> [GIVEN REQUEST] Find each line in the records below that contains the word "coordinates", and copy those lines.

┄┄┄┄┄┄┄┄┄┄┄┄┄┄┄┄┄┄┄┄

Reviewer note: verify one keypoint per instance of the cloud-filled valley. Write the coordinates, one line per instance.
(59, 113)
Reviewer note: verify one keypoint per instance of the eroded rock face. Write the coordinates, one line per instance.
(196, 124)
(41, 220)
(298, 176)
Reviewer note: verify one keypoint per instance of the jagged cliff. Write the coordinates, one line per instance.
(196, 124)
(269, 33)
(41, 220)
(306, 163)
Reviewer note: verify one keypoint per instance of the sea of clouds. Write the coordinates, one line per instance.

┄┄┄┄┄┄┄┄┄┄┄┄┄┄┄┄┄┄┄┄

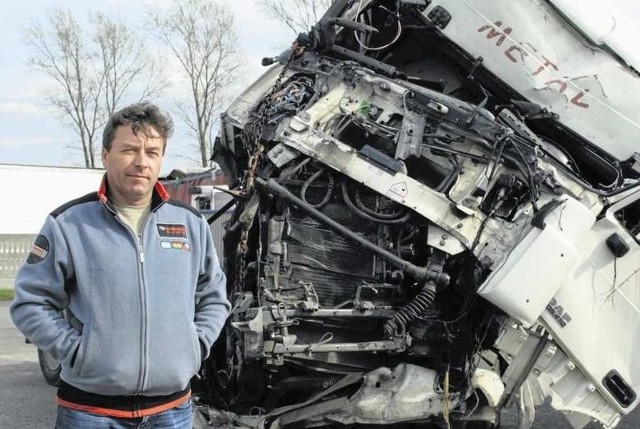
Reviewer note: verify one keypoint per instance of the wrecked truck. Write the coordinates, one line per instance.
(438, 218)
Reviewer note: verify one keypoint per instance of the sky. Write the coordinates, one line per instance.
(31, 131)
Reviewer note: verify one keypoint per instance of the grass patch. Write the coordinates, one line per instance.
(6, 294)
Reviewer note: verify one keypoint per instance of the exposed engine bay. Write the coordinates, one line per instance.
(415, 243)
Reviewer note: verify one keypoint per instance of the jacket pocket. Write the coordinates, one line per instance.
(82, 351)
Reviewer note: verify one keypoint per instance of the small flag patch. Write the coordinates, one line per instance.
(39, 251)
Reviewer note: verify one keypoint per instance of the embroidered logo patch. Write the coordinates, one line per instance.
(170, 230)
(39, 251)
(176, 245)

┄┄┄┄┄┄┄┄┄┄┄┄┄┄┄┄┄┄┄┄

> [TASK ANSWER]
Reviewer note: verify one keypoint per instance of the cloud-filled valley. Write the coordinates, one line per instance.
Reviewer note: verify one keypoint per instance of the eroded rock face. Write the coordinates, one line per instance.
Reviewer note: verify one keypoint per instance of the jagged cliff. Write the coordinates, one line per instance.
Reviewer note: verify one keypoint per instance of the sea of clouds. Write the coordinates, one line per instance.
Reviewer note: verify one keypoint per instance of the wrecked truck. Write the coordinates, one line per instance.
Reviewer note: verify one keypoint per instance of the sky. Write the coordinates, one line per instance.
Reviewer note: verify one keypoint per instance of the grass patch. Write the coordinates, one line per instance.
Reviewer note: verify one keypoint per instance of the exposed engine bay. Write the coordinates, one line per instance.
Reviewer note: verify one keypoint per instance of the jacket pocket. Write the coordinates, one line per instance.
Reviewer note: verify one keypoint per instance of the small flag patch. Write the coordinates, one line per instance.
Reviewer note: verify one keypoint per instance of the embroidered logo patch. Write the coordinates, one line per instance.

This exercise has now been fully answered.